═══ Information supplied

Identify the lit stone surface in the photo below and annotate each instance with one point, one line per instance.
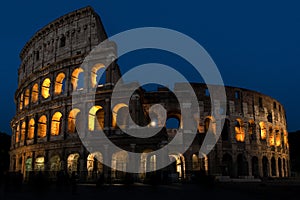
(253, 142)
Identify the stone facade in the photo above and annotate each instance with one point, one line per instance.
(253, 142)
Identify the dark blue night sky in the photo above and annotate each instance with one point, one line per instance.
(255, 44)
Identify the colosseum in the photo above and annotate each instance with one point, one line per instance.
(252, 144)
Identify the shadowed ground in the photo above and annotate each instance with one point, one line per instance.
(287, 190)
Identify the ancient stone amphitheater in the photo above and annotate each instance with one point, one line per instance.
(253, 141)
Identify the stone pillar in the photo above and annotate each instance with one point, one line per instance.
(106, 169)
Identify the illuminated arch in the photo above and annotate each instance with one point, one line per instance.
(56, 123)
(55, 163)
(21, 101)
(31, 125)
(59, 84)
(39, 163)
(239, 131)
(178, 164)
(119, 164)
(263, 131)
(277, 137)
(174, 121)
(76, 81)
(95, 74)
(42, 127)
(72, 163)
(120, 118)
(72, 120)
(271, 136)
(26, 97)
(94, 164)
(209, 125)
(17, 133)
(35, 93)
(96, 118)
(23, 130)
(251, 130)
(46, 88)
(225, 134)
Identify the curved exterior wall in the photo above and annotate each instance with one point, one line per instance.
(253, 141)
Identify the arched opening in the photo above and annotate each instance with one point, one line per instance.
(72, 163)
(195, 163)
(55, 166)
(28, 166)
(72, 120)
(227, 165)
(27, 96)
(21, 101)
(278, 138)
(178, 165)
(119, 164)
(39, 164)
(255, 168)
(239, 131)
(46, 88)
(23, 131)
(279, 167)
(94, 165)
(273, 166)
(17, 134)
(77, 79)
(265, 162)
(120, 116)
(62, 41)
(55, 163)
(42, 127)
(96, 118)
(271, 136)
(284, 168)
(147, 164)
(242, 162)
(251, 130)
(56, 124)
(98, 75)
(226, 130)
(200, 164)
(263, 131)
(209, 127)
(35, 93)
(285, 138)
(59, 87)
(31, 129)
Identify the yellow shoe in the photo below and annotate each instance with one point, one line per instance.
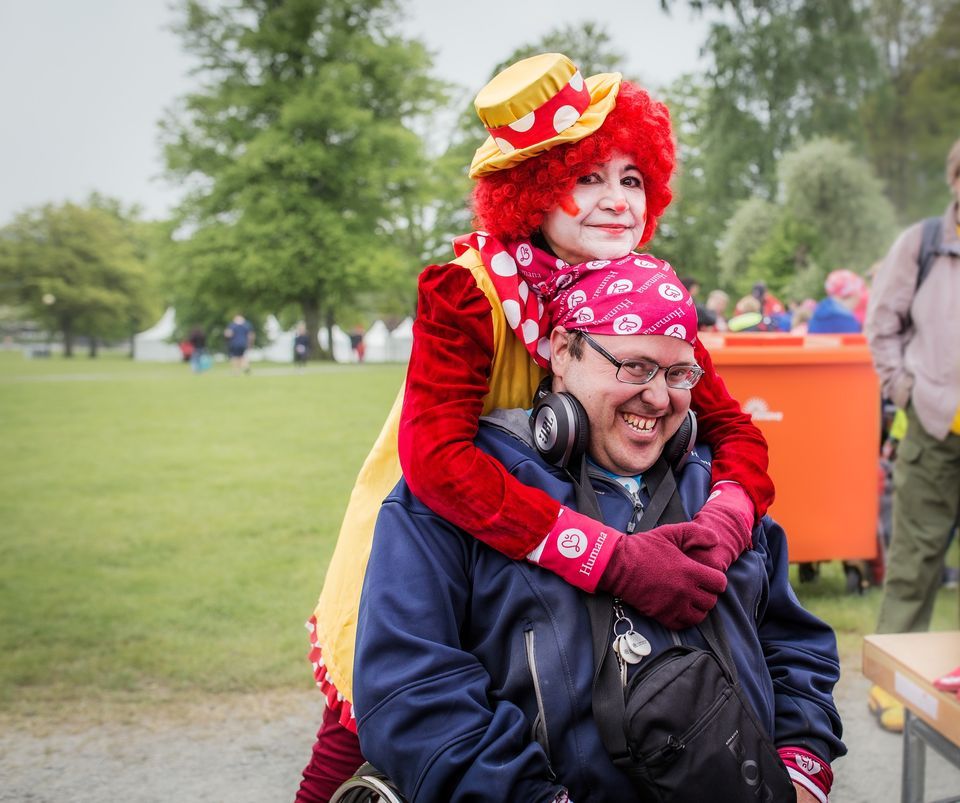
(887, 709)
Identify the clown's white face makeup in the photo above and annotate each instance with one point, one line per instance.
(603, 218)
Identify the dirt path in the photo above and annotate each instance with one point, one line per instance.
(250, 749)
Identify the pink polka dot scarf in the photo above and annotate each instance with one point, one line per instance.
(635, 294)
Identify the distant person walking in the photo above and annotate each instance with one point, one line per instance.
(357, 344)
(301, 345)
(239, 335)
(913, 328)
(199, 359)
(834, 315)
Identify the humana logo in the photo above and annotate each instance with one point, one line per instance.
(759, 410)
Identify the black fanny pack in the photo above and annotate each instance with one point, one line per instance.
(681, 730)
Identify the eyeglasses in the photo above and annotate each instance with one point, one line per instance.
(682, 376)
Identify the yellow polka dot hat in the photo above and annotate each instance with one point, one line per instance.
(536, 104)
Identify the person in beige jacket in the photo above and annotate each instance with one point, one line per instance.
(914, 336)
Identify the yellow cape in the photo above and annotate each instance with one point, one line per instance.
(513, 379)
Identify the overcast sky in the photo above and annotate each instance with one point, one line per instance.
(83, 83)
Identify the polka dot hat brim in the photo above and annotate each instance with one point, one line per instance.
(548, 127)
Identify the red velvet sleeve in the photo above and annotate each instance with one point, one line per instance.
(739, 448)
(447, 380)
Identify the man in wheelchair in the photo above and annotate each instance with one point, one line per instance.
(482, 678)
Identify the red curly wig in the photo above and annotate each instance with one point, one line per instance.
(510, 204)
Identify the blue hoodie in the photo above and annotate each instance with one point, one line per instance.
(473, 672)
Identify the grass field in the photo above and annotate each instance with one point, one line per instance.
(165, 531)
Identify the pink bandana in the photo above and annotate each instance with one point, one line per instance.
(634, 295)
(643, 292)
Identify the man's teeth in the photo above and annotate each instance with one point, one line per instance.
(638, 423)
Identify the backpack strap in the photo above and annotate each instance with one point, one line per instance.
(609, 703)
(929, 248)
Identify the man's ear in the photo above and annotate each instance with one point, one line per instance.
(559, 352)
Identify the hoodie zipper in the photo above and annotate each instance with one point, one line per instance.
(529, 639)
(635, 517)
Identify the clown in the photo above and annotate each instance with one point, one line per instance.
(575, 171)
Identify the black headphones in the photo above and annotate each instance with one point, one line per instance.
(561, 430)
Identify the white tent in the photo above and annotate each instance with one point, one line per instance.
(401, 341)
(153, 344)
(376, 342)
(342, 352)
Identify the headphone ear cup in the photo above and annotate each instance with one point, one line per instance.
(678, 448)
(560, 429)
(581, 430)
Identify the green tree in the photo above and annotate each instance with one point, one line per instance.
(303, 149)
(913, 117)
(830, 213)
(78, 270)
(781, 72)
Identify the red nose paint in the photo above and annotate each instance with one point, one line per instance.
(568, 205)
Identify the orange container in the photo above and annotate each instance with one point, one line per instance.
(817, 401)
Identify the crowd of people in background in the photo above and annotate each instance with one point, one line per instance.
(842, 310)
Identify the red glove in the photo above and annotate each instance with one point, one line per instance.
(721, 530)
(577, 548)
(650, 573)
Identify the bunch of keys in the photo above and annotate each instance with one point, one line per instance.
(630, 646)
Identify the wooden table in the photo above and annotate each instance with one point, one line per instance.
(905, 665)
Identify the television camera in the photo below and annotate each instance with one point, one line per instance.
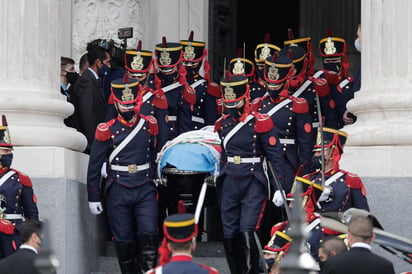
(117, 50)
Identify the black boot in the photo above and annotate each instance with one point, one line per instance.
(233, 253)
(126, 255)
(252, 255)
(148, 251)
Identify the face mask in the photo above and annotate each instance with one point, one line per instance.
(321, 264)
(261, 73)
(168, 79)
(316, 162)
(191, 72)
(128, 115)
(332, 67)
(6, 160)
(104, 71)
(72, 77)
(358, 45)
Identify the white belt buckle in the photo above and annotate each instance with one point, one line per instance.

══════

*Problem description*
Without the pictures, return each entry exactly as given.

*Answer below*
Identify the lit stone surface in the photo below and annotate each instance with one point, one line per instance.
(253, 142)
Identify the stone facade in the photo above and annotate each instance with one point, one line per instance.
(253, 142)
Identify the dark blue night sky in the photo above and annotate each instance with one point, one line per instance.
(255, 44)
Identify the colosseum in the photo above and annotate each instance with one point, one line per instance.
(252, 144)
Identify the shadowed ground in the photo above and annotate each instance with one point, one line per instance.
(287, 190)
Identify the ancient stone amphitheater in the photo above and annotate each instance with one point, one line per instance.
(253, 141)
Identify the stone pillar in the photo above and annotate each instance with one point, one line per instance.
(106, 169)
Identify the illuminated arch in the photo above and annotate each instance with one point, one line per instance.
(56, 123)
(55, 163)
(21, 101)
(31, 125)
(59, 84)
(39, 163)
(239, 131)
(178, 164)
(119, 164)
(263, 131)
(277, 137)
(174, 121)
(76, 81)
(95, 74)
(42, 127)
(72, 163)
(120, 118)
(72, 120)
(271, 136)
(26, 97)
(94, 164)
(209, 125)
(17, 133)
(35, 93)
(96, 118)
(23, 130)
(251, 130)
(46, 88)
(225, 134)
Identify the curved exterior wall in the photo above and annotate each instance with one point, one line per instance.
(253, 141)
Identify the arched opening in the photo above and annotate each instance with one point, one line per instance.
(72, 163)
(195, 163)
(55, 166)
(28, 166)
(72, 120)
(227, 165)
(27, 96)
(21, 101)
(278, 138)
(178, 165)
(119, 164)
(39, 164)
(255, 168)
(239, 131)
(46, 88)
(23, 131)
(279, 167)
(94, 165)
(273, 166)
(17, 134)
(77, 79)
(265, 162)
(120, 116)
(62, 41)
(55, 163)
(42, 127)
(96, 118)
(271, 136)
(284, 168)
(147, 164)
(242, 162)
(251, 130)
(56, 124)
(98, 75)
(226, 130)
(200, 164)
(263, 131)
(209, 127)
(35, 93)
(285, 138)
(59, 87)
(31, 129)
Identify the yellow shoe in the photo below and annotate each instance with one point, one line per instance.
(887, 709)
Identify the clown's white face makeup in the photo above and annotate each instance with one point, one line per instance.
(603, 218)
Identify the dirt path in the photo above and annotate each instance with one point, one line per instance.
(250, 749)
Identify the pink polka dot scarf in the photo above and annotate each instance with one point, one line per instance.
(635, 294)
Identify the distant person walking in the photo above and annotate each instance with one point, one line per instance.
(357, 344)
(301, 345)
(239, 335)
(913, 328)
(199, 359)
(834, 315)
Identify the humana logo in the photo above and annotate each instance with one point, one line per instance.
(759, 410)
Identify the black fanny pack in the photo above and annotate each instance with one point, one line per instance.
(681, 730)
Identify the eyeglasses in the photo above and annotate each instance with one point, one line per instance.
(682, 376)
Identify the yellow polka dot hat in the photo above and annotate each instance with one point, one line per instance.
(536, 104)
Identify the person in beige jacket in the photo above and annotate each instance with one point, one line per instance.
(914, 336)
Identify the yellow cape in the photo above and annotate each instance with one point, one line per instance.
(513, 379)
Identify the overcast sky in the photo above and annotate each instance with one point, one line per instance.
(83, 83)
Identify the polka dot hat brim in the photo above and annotate each instance with one point, one line per instance.
(548, 127)
Identify the red velvet sleeve in the photo above and annotate each instance with one point, one line per instance.
(739, 448)
(447, 380)
Identify the man in wheelchair in the photo above and annotate each instance with one point, one line per instance.
(482, 678)
Identify the red curly wig in the photo above and annotate each instance with one point, one line per instance.
(510, 204)
Identify the blue hoodie in the photo above and annotate each instance with one point, one line per instance.
(473, 672)
Identify the grass field in the photo above and annotate each instance with one point, one line per instance.
(165, 531)
Identify the pink bandana in the photo above and annotate each instance with one point, one line per instance.
(634, 295)
(643, 292)
Identify the man's teeth in the photo above and annotate each instance with one point, one line per instance.
(638, 423)
Identify the backpack strap in the photo above and annotate each instance with one point, one line per instance.
(609, 703)
(929, 248)
Identify the man's ear in the photo above and annotate each instance with one point, one line per instance.
(559, 352)
Identify the hoodie zipper in the photo above and annotate each instance with one point, one line per instance.
(529, 639)
(635, 517)
Identify the clown in the photo above and annotate each instance with one point, one line per instance.
(575, 171)
Identify the black headphones in the photo above and annotate each instance with one point, one line per instance.
(561, 430)
Identify the white tent in the photo above and annotate each instance with one point, one line per instance.
(401, 341)
(153, 344)
(376, 342)
(342, 352)
Identify the headphone ear cup in the photo above and annotate each instance with one point, one line per instance.
(678, 448)
(560, 429)
(581, 430)
Identify the green tree in the photo above and annotate each instance with one point, one line per instance.
(303, 149)
(913, 117)
(830, 213)
(78, 270)
(781, 72)
Identify the red nose paint in the photo above and annotate each instance with one point, one line per instance.
(568, 205)
Identify the orange container in the photo above and annotate each instance with one point, one line per instance.
(817, 401)
Identify the crowd of people in background in the photo above and annotate each instance with one point, one line per instance.
(842, 310)
Identify the red glove in the photo above and annotate each instance with one point, one line per instance.
(721, 530)
(577, 548)
(650, 573)
Identify the bunch of keys in the photo above and annotate each instance with one point, one line per instance.
(630, 646)
Identify the wooden table in the photo above and annotate each instance with one point, one line per instance.
(905, 665)
Identify the television camera in the photo below and annotate each instance with one point, one line per instance.
(117, 50)
Identify the black boot in the photo above and annotate each instance with one point, one line per instance.
(233, 253)
(126, 255)
(252, 255)
(148, 251)
Identify the face mask in the photo above and annotate each instance with one point, one line per instance.
(321, 264)
(261, 73)
(168, 79)
(316, 162)
(191, 72)
(128, 115)
(332, 67)
(6, 160)
(104, 71)
(72, 77)
(358, 45)
Identify the white belt buckle in the photo above and annotate each instance with one point, one line per instance.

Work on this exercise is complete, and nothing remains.